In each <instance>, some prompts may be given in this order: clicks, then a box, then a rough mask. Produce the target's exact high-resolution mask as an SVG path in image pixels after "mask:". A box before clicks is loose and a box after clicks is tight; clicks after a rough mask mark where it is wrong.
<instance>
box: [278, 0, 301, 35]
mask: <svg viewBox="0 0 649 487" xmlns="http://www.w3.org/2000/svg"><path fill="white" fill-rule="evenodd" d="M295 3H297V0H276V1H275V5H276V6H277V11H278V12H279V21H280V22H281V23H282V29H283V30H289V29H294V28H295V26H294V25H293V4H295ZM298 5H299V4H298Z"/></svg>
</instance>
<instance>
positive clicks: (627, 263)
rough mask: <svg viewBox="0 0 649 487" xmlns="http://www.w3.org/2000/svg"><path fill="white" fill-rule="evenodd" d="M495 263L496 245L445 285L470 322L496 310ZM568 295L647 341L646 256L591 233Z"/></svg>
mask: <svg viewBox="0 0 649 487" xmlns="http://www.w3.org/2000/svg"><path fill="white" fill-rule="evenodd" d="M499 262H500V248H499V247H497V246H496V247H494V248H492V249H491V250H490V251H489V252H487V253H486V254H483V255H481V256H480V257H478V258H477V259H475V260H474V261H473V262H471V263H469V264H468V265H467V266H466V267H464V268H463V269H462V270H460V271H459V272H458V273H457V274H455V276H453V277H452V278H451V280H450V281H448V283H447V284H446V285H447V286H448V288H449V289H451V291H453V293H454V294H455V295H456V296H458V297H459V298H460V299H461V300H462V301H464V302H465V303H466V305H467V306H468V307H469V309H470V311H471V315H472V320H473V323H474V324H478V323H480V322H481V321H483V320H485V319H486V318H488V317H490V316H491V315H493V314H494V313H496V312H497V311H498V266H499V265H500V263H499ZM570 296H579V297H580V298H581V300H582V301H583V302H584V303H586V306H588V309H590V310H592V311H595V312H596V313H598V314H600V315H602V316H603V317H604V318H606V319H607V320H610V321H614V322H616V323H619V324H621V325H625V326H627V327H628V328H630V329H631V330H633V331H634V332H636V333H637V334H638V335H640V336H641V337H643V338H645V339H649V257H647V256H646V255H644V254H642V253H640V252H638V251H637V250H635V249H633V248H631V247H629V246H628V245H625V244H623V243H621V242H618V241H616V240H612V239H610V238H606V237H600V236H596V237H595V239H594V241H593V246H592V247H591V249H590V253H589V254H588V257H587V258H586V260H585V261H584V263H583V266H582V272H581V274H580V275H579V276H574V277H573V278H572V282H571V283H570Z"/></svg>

### Assigned task
Reproduce the entries exactly. Every word has to stay the same.

### Solution to the problem
In each <instance>, some prompts may be given in this order: clicks, then a box, then a rough mask. Produce the target's exact high-resolution mask as an SVG path in image pixels after "mask:". A box before clicks is loose and a box after clicks is tight; clicks after a rough mask mark where it is wrong.
<instance>
box: [278, 0, 301, 35]
mask: <svg viewBox="0 0 649 487" xmlns="http://www.w3.org/2000/svg"><path fill="white" fill-rule="evenodd" d="M295 3H297V0H276V1H275V5H276V6H277V11H278V12H279V21H280V22H281V23H282V29H283V30H289V29H294V28H295V26H294V25H293V4H295ZM298 5H299V4H298Z"/></svg>
</instance>
<instance>
positive clicks: (627, 263)
rough mask: <svg viewBox="0 0 649 487" xmlns="http://www.w3.org/2000/svg"><path fill="white" fill-rule="evenodd" d="M495 263L496 245L445 285L470 322L496 310ZM568 295L647 341L646 256L591 233Z"/></svg>
mask: <svg viewBox="0 0 649 487" xmlns="http://www.w3.org/2000/svg"><path fill="white" fill-rule="evenodd" d="M499 262H500V248H499V247H497V246H496V247H494V248H492V249H491V250H490V251H489V252H487V253H486V254H483V255H481V256H480V257H478V258H477V259H475V260H474V261H473V262H471V263H469V264H468V265H467V266H466V267H464V268H463V269H462V270H460V271H459V272H458V273H457V274H455V276H453V277H452V278H451V280H450V281H448V283H447V284H446V285H447V286H448V288H449V289H451V291H453V293H454V294H455V295H456V296H458V297H459V298H460V299H461V300H462V301H464V302H465V303H466V305H467V306H468V307H469V309H470V311H471V315H472V320H473V323H474V324H478V323H480V322H481V321H483V320H485V319H486V318H488V317H490V316H491V315H493V314H494V313H496V312H497V311H498V266H499V265H500V263H499ZM570 296H579V297H580V298H581V300H582V301H583V302H584V303H586V306H588V309H590V310H592V311H595V312H596V313H598V314H600V315H602V316H603V317H604V318H606V319H607V320H610V321H614V322H616V323H619V324H621V325H625V326H627V327H628V328H630V329H631V330H633V331H634V332H636V333H637V334H638V335H640V336H641V337H643V338H645V339H649V257H647V256H646V255H644V254H642V253H640V252H638V251H637V250H635V249H633V248H631V247H629V246H628V245H625V244H623V243H621V242H618V241H616V240H612V239H610V238H606V237H600V236H596V237H595V239H594V241H593V246H592V247H591V249H590V253H589V254H588V257H587V258H586V260H585V261H584V263H583V266H582V272H581V274H580V275H579V276H574V277H573V278H572V282H571V283H570Z"/></svg>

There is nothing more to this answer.